(Stored data)
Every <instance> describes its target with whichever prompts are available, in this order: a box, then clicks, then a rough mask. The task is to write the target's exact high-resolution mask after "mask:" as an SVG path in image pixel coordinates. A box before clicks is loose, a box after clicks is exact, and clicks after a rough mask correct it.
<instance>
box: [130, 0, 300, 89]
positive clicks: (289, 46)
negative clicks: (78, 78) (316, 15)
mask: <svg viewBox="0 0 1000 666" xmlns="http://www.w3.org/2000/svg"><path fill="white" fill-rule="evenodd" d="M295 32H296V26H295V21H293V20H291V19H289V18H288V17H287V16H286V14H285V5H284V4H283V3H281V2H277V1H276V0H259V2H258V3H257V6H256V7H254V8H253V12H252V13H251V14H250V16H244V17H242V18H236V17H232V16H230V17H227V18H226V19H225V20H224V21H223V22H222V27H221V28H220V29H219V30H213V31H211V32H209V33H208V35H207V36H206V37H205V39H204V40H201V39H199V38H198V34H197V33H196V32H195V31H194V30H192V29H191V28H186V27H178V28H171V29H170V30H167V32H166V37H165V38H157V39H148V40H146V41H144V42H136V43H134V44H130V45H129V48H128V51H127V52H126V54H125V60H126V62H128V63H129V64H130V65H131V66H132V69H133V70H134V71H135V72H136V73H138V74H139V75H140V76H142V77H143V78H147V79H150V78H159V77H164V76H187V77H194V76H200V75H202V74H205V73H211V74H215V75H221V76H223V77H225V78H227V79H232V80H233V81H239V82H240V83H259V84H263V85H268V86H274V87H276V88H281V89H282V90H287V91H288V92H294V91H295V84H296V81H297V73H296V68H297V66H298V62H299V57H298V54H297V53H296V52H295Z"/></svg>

What to do. Rewrite the entries with every "clicks" renamed to "points", leaving everything else unchanged.

Answer to the problem.
Every <instance> describes its target with whichever prompts are available, in this order: a box, then points, then a rough mask. The task is to write the target's exact high-resolution mask after "mask:" as an SVG path in image pixel coordinates. A box before points is loose, a box after points is exact, and points after a rough mask correct it.
<instance>
box: [130, 0, 300, 89]
positive points: (289, 46)
negative points: (78, 78) (316, 15)
mask: <svg viewBox="0 0 1000 666" xmlns="http://www.w3.org/2000/svg"><path fill="white" fill-rule="evenodd" d="M295 32H296V26H295V21H293V20H291V19H289V18H288V17H287V16H286V14H285V5H284V4H283V3H281V2H277V1H276V0H259V2H258V3H257V6H256V7H254V8H253V12H252V13H251V14H250V16H244V17H242V18H236V17H232V16H230V17H227V18H226V19H225V20H224V21H223V22H222V27H221V28H220V29H219V30H213V31H211V32H209V33H208V35H207V36H206V37H205V39H204V40H201V39H199V38H198V34H197V33H196V32H195V31H194V30H192V29H191V28H186V27H178V28H171V29H170V30H167V32H166V37H165V38H157V39H148V40H146V41H144V42H136V43H134V44H130V45H129V48H128V51H127V52H126V54H125V60H126V62H128V63H129V64H130V65H131V66H132V69H133V70H134V71H135V72H136V73H138V74H139V75H140V76H142V77H143V78H147V79H150V78H159V77H164V76H187V77H194V76H200V75H202V74H205V73H211V74H215V75H221V76H223V77H225V78H227V79H232V80H233V81H239V82H240V83H259V84H263V85H268V86H274V87H276V88H281V89H282V90H287V91H288V92H294V91H295V84H296V81H297V73H296V68H297V66H298V62H299V57H298V54H297V53H296V52H295Z"/></svg>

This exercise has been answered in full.